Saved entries

----------

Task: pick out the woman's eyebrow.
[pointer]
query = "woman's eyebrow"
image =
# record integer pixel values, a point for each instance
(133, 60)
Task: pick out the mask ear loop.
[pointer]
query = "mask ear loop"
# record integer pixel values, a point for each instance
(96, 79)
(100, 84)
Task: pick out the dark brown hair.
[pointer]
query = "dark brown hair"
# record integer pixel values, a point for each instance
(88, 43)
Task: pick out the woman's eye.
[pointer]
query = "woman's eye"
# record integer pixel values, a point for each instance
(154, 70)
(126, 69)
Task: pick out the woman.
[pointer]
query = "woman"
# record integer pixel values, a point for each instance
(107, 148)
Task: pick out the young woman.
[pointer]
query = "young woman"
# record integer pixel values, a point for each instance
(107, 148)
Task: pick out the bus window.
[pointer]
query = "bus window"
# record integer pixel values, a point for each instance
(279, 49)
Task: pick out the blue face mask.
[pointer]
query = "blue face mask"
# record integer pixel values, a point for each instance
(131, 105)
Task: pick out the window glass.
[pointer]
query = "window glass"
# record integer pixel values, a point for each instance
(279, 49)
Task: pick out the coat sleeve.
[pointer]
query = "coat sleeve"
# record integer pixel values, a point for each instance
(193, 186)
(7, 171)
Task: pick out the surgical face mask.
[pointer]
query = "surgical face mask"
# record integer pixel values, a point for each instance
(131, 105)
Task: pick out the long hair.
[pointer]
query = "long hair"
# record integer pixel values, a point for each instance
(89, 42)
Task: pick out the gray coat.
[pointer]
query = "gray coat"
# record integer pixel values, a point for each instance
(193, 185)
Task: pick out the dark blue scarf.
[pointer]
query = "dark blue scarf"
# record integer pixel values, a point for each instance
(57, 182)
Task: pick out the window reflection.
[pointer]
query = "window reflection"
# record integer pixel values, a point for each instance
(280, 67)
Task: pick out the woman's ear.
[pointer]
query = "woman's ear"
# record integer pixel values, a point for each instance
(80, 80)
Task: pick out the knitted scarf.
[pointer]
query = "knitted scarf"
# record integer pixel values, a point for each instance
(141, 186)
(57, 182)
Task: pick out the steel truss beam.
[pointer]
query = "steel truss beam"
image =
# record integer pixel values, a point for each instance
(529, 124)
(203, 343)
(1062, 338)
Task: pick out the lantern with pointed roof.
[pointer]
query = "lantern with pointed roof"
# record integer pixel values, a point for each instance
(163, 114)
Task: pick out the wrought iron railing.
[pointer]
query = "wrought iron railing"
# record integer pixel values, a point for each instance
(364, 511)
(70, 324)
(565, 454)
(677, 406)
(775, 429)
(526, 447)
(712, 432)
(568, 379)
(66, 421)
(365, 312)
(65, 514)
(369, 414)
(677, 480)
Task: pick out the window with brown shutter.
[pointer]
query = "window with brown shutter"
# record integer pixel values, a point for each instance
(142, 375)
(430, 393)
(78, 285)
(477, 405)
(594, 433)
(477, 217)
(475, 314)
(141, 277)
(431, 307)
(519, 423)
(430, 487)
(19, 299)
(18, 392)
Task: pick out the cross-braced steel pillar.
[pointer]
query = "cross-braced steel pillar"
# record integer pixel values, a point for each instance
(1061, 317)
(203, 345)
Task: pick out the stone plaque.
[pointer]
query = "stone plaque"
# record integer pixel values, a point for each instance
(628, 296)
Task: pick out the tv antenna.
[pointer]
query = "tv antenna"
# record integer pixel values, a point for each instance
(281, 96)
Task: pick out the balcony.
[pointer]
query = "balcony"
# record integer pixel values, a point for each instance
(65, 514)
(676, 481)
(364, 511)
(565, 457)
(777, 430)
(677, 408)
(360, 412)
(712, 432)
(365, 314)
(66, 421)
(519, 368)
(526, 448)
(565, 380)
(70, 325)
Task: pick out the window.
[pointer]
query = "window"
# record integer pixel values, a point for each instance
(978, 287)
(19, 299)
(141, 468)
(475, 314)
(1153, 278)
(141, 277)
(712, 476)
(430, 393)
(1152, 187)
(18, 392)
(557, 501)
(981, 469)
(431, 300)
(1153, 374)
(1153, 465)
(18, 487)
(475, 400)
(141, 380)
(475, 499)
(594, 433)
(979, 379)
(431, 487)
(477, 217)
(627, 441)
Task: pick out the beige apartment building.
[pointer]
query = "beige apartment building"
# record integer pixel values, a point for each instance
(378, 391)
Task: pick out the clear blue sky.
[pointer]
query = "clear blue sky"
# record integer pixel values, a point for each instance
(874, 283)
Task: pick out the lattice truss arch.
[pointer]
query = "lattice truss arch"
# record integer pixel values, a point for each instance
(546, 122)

----------

Required action
Go through the records and gather the lines that hold "glass".

Result for this task
Task: pick out the window glass.
query = "window glass"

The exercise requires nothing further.